◆ Task objective
Starting at the line that holds "Each instance of the blue cushion", quote every line through the end of the records, both boundary lines included. Omit the pictures.

** START OF Given data **

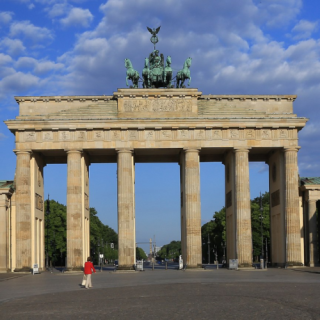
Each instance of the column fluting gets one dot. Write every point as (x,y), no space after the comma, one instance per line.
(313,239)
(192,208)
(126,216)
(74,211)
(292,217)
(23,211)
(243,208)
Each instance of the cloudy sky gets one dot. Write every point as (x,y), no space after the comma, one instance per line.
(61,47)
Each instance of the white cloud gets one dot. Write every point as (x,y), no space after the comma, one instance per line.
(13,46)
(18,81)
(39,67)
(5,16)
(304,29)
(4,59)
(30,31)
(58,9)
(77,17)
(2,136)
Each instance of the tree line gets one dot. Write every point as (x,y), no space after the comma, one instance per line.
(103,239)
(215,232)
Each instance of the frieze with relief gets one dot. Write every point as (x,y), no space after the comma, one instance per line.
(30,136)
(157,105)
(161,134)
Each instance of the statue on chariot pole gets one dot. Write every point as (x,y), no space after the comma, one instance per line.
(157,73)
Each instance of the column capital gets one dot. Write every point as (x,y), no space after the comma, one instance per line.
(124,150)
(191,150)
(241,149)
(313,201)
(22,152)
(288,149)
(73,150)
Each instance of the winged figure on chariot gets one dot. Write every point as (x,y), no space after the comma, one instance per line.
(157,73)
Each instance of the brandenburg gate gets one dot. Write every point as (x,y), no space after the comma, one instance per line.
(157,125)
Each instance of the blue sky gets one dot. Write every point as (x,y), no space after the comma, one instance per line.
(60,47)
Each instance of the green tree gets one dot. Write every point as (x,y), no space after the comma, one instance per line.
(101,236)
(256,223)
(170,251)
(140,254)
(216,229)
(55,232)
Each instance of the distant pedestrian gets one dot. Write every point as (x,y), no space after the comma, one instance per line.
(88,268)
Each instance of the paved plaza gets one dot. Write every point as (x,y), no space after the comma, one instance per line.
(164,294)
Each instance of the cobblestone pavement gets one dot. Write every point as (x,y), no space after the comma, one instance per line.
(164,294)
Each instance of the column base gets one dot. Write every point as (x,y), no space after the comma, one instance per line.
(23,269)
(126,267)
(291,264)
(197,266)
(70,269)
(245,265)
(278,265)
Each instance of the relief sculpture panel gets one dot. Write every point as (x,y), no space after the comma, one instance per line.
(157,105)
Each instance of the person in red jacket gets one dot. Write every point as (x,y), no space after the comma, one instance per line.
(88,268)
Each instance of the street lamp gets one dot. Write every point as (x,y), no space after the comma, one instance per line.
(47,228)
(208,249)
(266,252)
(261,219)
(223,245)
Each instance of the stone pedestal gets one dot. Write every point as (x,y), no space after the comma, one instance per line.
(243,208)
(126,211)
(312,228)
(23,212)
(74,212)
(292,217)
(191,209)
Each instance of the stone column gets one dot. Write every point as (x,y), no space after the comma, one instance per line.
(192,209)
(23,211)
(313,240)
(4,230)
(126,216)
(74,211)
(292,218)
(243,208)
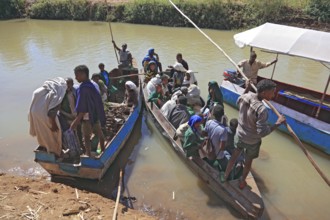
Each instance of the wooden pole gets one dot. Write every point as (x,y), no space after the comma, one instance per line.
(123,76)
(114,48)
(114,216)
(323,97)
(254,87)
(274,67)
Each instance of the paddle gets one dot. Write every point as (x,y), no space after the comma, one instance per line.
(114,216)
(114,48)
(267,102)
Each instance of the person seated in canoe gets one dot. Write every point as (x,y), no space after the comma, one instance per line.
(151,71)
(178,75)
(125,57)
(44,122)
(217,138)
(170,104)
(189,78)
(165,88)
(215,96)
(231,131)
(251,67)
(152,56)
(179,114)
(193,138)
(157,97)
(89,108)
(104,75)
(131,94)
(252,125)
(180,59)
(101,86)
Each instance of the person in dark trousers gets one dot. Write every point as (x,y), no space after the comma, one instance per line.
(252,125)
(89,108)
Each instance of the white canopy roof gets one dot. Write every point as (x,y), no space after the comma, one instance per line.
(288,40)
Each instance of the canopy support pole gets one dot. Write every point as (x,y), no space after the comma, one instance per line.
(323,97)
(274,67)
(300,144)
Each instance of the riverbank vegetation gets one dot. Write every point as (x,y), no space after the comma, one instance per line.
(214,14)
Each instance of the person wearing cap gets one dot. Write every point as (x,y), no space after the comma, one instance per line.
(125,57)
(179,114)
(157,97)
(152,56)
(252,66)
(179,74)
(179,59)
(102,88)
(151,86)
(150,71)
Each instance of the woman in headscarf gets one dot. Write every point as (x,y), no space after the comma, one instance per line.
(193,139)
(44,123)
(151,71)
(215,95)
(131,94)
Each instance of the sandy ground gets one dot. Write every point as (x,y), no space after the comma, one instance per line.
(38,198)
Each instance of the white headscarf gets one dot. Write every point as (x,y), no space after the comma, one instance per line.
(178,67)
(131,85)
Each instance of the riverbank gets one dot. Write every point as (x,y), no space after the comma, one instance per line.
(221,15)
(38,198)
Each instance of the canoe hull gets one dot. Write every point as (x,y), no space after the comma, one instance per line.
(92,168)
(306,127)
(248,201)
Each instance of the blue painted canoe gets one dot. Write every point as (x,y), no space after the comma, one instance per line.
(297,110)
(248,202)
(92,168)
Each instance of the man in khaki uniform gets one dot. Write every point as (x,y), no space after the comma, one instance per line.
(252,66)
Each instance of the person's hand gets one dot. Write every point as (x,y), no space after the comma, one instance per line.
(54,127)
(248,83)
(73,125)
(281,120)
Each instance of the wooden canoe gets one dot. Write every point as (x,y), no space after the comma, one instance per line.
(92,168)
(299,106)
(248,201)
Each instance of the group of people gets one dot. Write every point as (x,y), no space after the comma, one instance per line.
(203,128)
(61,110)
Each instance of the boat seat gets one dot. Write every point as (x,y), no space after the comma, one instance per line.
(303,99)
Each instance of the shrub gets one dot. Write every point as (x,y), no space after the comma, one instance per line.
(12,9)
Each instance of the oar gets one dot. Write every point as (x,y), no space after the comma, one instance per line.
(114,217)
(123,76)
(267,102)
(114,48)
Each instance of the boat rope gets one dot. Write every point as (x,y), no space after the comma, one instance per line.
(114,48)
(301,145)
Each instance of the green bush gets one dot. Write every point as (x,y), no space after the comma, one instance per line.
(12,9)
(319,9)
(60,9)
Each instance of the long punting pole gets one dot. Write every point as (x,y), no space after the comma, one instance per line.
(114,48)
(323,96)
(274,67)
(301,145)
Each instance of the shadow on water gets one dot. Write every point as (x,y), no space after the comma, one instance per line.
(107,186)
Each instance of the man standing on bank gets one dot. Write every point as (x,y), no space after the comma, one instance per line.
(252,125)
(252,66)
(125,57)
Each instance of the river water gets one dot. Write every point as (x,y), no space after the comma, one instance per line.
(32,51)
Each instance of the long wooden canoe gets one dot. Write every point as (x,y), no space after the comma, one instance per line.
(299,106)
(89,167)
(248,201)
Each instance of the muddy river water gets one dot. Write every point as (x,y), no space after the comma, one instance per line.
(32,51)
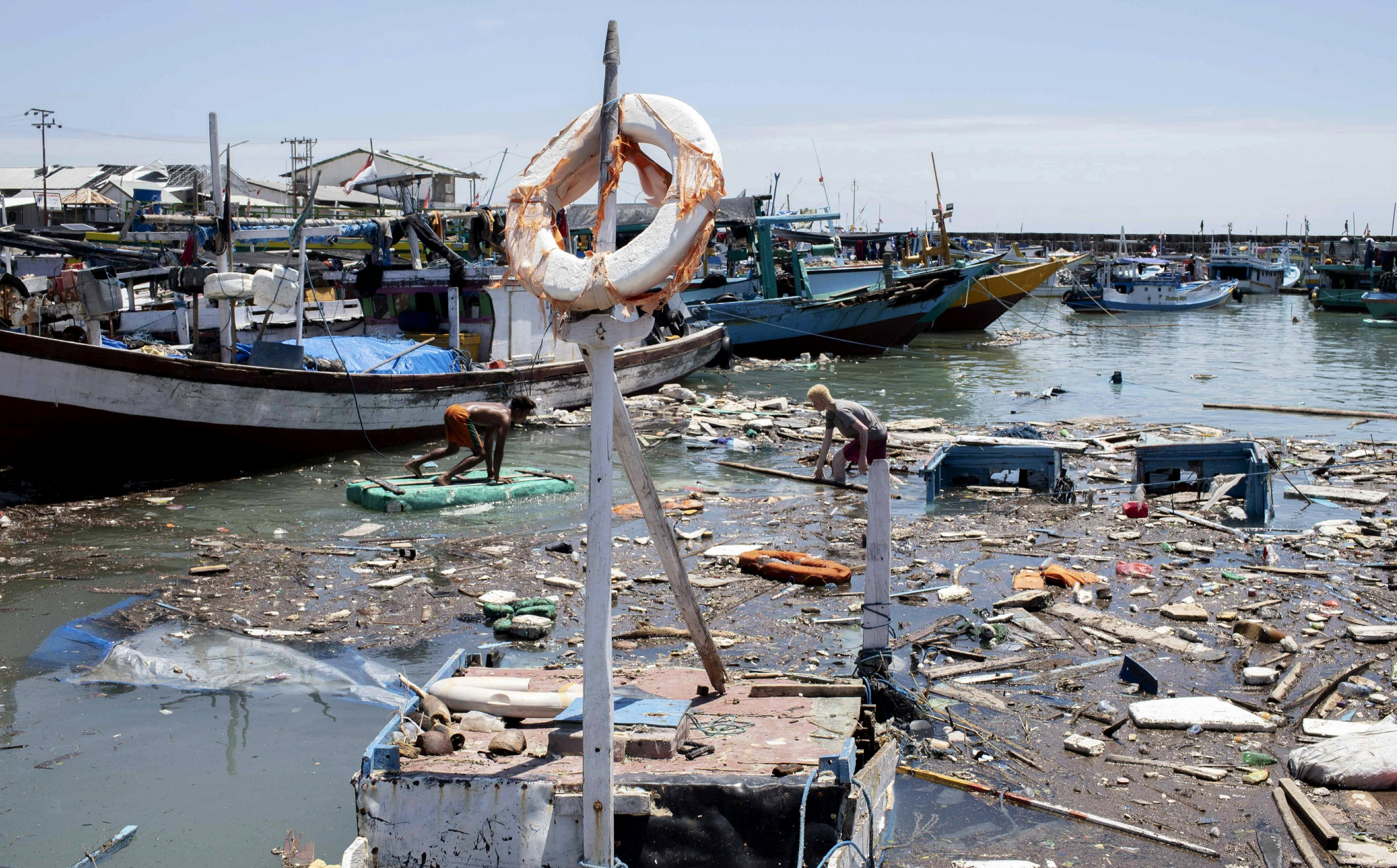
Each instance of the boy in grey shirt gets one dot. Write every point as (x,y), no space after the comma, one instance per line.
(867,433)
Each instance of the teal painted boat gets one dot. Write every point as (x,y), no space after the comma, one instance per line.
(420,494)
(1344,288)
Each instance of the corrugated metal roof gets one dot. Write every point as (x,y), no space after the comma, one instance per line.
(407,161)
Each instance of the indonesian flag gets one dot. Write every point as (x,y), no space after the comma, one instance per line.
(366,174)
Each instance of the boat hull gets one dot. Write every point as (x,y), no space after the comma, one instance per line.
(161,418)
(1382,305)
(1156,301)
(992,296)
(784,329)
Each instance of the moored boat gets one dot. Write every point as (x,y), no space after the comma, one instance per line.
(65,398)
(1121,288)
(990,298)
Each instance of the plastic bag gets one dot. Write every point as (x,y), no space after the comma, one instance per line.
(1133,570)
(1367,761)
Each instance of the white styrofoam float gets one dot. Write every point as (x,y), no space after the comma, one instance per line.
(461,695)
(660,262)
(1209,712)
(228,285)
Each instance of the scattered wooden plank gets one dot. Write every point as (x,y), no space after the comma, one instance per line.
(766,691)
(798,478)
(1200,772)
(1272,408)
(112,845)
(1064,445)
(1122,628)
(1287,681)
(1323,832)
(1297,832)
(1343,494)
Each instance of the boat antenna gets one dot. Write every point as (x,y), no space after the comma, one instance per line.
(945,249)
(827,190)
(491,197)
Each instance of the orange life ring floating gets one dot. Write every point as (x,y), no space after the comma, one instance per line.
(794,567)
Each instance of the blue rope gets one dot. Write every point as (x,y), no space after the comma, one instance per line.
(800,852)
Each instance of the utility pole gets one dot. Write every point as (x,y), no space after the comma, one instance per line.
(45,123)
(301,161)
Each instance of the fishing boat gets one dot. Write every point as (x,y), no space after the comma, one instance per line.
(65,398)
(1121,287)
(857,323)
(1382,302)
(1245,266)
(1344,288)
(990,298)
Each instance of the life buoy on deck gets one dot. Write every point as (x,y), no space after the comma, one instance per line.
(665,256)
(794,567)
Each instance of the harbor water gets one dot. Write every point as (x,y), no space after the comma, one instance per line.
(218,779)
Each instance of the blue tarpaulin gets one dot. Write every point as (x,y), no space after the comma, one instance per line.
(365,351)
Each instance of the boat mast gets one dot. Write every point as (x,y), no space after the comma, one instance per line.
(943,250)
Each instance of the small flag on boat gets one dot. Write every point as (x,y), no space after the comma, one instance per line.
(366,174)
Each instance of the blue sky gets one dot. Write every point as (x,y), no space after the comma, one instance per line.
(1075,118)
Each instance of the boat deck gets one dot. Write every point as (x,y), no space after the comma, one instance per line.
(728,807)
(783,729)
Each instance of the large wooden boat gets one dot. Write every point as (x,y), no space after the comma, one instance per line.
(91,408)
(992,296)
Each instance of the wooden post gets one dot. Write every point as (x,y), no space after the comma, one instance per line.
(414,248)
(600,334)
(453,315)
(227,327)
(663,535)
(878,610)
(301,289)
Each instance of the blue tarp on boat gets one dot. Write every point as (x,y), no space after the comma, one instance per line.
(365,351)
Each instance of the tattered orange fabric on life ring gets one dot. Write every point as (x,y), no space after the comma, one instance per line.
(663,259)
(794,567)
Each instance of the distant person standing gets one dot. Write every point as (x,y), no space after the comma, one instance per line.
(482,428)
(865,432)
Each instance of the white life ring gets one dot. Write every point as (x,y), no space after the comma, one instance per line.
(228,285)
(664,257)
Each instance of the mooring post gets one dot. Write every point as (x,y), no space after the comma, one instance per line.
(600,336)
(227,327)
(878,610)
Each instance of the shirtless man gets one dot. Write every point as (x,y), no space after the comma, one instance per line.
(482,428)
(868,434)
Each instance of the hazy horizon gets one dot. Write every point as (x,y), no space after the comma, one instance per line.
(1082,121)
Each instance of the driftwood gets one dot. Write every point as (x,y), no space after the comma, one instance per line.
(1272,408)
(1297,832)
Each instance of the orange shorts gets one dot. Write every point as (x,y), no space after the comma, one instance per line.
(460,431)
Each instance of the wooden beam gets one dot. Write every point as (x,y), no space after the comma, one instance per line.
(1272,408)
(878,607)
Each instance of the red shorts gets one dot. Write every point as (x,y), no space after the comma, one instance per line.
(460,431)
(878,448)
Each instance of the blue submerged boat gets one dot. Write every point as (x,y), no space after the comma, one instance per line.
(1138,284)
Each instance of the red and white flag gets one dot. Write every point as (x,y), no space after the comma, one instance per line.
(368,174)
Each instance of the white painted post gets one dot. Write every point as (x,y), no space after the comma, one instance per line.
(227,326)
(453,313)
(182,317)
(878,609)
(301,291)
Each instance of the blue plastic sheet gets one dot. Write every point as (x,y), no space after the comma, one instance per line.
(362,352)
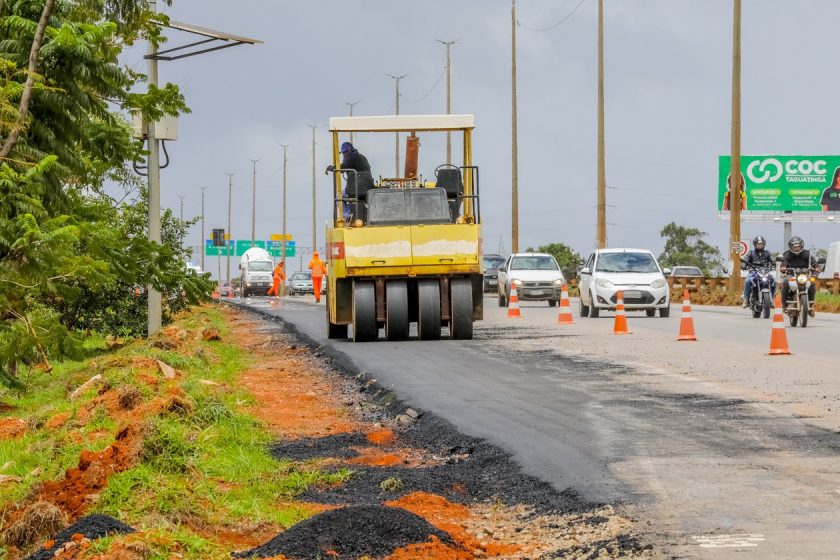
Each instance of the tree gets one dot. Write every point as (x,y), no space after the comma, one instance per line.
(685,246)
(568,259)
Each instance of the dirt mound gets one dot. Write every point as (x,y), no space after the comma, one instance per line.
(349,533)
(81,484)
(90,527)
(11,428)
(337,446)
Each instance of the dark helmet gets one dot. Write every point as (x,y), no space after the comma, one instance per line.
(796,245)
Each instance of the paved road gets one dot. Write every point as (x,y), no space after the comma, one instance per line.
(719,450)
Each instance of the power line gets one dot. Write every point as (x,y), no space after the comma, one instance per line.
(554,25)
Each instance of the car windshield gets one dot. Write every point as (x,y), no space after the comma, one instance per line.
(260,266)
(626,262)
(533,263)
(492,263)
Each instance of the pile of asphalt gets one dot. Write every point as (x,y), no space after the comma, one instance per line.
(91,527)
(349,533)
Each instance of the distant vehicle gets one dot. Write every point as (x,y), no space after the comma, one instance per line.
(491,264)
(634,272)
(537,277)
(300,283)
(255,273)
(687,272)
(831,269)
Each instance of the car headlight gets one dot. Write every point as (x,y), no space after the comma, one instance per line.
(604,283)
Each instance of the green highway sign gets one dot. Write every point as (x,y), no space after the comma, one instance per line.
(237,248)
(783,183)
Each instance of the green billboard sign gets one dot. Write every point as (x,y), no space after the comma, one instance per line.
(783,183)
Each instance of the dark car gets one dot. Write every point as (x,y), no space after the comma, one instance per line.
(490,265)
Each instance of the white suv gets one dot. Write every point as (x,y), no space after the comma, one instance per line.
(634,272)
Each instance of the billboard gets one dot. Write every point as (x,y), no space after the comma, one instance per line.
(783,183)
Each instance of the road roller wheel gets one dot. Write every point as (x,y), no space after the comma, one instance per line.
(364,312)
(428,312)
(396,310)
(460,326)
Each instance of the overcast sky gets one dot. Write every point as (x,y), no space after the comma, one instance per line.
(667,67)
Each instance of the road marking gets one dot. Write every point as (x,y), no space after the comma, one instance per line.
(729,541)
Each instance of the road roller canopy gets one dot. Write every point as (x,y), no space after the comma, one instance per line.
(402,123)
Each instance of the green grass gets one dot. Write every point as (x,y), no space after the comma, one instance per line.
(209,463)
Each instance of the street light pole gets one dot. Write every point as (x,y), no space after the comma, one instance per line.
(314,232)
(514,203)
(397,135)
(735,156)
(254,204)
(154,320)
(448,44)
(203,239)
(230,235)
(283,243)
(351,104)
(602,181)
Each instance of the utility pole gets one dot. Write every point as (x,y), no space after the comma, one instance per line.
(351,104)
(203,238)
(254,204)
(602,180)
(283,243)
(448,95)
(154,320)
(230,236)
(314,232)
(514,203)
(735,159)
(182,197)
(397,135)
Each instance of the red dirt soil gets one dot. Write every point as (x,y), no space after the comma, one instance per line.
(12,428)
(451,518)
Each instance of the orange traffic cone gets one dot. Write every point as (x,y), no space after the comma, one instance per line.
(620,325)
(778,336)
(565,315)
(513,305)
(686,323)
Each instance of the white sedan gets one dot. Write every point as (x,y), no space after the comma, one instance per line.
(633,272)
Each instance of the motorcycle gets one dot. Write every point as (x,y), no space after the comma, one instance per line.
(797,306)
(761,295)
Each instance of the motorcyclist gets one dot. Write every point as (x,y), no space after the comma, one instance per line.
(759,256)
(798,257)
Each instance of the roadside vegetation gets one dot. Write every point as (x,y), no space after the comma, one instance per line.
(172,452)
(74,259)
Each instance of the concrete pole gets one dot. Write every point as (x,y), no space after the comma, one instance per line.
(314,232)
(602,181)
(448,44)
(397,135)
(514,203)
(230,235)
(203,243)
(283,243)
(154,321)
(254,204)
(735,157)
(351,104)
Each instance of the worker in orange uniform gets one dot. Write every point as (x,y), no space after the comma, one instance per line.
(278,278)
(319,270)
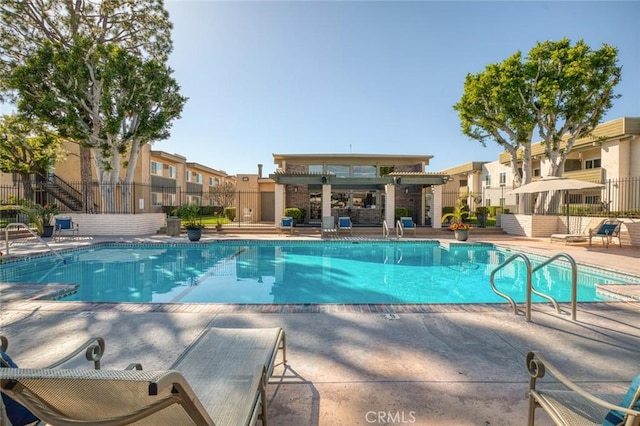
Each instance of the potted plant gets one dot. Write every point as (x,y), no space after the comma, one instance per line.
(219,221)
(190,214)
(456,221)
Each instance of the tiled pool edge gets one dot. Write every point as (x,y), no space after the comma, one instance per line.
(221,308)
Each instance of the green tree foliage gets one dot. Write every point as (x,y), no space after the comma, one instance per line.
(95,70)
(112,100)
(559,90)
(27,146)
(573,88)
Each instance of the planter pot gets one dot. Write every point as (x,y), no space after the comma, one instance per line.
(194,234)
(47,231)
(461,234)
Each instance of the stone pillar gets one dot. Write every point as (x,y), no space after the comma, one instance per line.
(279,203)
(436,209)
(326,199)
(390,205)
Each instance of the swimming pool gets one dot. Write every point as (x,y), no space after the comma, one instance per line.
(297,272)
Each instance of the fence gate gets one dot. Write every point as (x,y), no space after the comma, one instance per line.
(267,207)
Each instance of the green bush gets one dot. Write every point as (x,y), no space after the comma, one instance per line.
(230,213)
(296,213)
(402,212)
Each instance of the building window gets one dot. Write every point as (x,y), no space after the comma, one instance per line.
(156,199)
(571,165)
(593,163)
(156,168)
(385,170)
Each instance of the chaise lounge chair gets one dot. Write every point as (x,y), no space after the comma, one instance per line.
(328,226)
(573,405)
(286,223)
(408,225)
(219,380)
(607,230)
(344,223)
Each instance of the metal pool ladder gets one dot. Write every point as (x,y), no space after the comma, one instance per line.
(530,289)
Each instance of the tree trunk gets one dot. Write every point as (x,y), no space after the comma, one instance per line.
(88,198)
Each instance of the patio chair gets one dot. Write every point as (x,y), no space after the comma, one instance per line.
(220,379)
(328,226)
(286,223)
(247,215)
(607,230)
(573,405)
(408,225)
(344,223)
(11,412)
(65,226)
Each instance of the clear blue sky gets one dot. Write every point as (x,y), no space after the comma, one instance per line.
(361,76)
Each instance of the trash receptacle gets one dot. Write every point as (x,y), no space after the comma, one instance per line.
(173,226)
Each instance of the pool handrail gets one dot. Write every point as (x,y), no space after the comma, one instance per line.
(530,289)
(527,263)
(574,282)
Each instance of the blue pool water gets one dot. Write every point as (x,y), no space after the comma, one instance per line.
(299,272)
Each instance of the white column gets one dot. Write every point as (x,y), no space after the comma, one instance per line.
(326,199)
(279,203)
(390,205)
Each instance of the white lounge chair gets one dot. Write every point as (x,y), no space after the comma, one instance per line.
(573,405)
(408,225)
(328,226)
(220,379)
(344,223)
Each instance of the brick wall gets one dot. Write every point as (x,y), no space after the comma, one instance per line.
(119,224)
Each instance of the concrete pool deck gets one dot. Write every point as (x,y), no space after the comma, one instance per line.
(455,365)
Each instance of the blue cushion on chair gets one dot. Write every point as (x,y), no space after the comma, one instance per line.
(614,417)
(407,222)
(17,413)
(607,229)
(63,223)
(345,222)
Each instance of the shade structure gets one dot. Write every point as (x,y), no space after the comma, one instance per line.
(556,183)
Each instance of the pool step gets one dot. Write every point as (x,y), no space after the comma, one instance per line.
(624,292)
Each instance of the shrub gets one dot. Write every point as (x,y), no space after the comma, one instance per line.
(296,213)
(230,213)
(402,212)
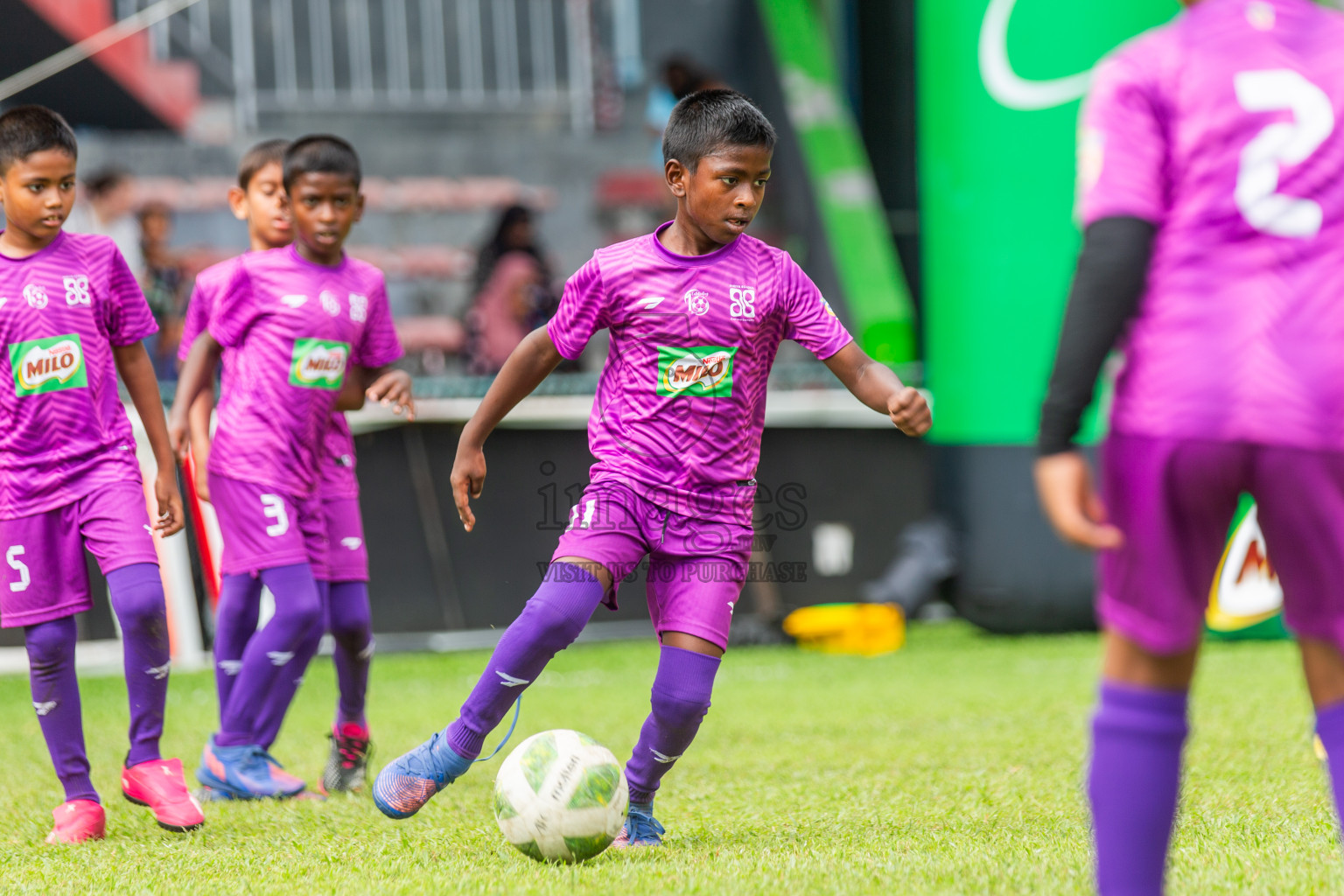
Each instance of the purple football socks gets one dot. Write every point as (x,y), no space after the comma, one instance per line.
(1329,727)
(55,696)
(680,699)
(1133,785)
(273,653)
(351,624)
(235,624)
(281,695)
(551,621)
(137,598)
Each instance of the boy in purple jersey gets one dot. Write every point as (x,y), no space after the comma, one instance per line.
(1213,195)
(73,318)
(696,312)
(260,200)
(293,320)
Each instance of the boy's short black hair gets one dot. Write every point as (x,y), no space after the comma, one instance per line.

** END OF Given data **

◆ Written reply
Each instance of the blue cushion on chair gets one dot. Write every point as (x,y), no space after the comma, one instance per line.
(614,417)
(407,222)
(17,413)
(607,229)
(63,223)
(345,222)
Each instance of the shade structure gets one dot. Write every point as (x,y), no space after the comma, one instance per line.
(556,183)
Each instance of the pool step gets one dot. Write every point as (x,y), no space after the comma, one instance per line.
(624,292)
Each instance of the shrub gets one dot. Write every point as (x,y), no space after the comma, one instance per line.
(296,213)
(230,213)
(402,212)
Each instance of the purple football socks gets one dot. Write every point as (x,y), no space after the comma, one instance per line.
(1329,727)
(55,696)
(680,699)
(1133,785)
(273,653)
(351,624)
(235,624)
(281,695)
(551,621)
(137,598)
Each instance of the boy in purple jersey gets one dot. Write every point as (x,y), no space after the comma, one instance per line.
(1213,195)
(73,318)
(696,312)
(260,200)
(293,320)
Each instance of the boy's short black hair gets one dot. Write every point as (x,y), no space after the comma, one instance per line.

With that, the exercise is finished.